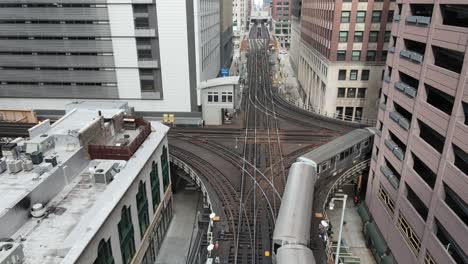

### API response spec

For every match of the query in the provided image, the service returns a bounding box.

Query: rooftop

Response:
[0,105,168,263]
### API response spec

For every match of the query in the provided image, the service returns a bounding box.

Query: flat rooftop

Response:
[0,106,169,264]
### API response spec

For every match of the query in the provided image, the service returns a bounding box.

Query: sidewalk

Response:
[327,186,376,264]
[156,190,201,264]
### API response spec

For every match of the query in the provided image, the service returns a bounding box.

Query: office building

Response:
[0,0,220,112]
[293,0,396,121]
[366,0,468,264]
[271,0,291,47]
[0,102,172,264]
[220,0,234,68]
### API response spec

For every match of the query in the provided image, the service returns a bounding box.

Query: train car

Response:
[276,244,315,264]
[297,128,375,178]
[273,162,317,259]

..............................

**What is expected**.
Rewrite all of the data above, replacing each "bounding box" with "rectangular region" and leaving everything else unchanged. Omit the pictures from your output.

**Completed task**.
### API response spec

For every match of the query in the provided image, the service returns a rectangular region.

Query: rooftop

Response:
[0,105,168,263]
### API response spec

For every match of the query in the provided image, the service returns a rectangular region.

Query: flat rooftop

Response:
[0,106,169,264]
### API response spec

For every match of the query in the provided image, the service returns a rectangular region.

Query: sidewalk

Response:
[327,186,376,264]
[156,190,201,264]
### API response spec

For every match of the query in the provided image, the service returns a rectangular region.

Query: office building

Response:
[0,0,220,112]
[293,0,396,121]
[366,0,468,264]
[271,0,291,47]
[0,102,172,264]
[220,0,234,68]
### API response spec

For every match of the query in the provided image, the service returns a rectangular region.

Query: train car

Response:
[276,244,315,264]
[297,128,375,178]
[273,162,317,259]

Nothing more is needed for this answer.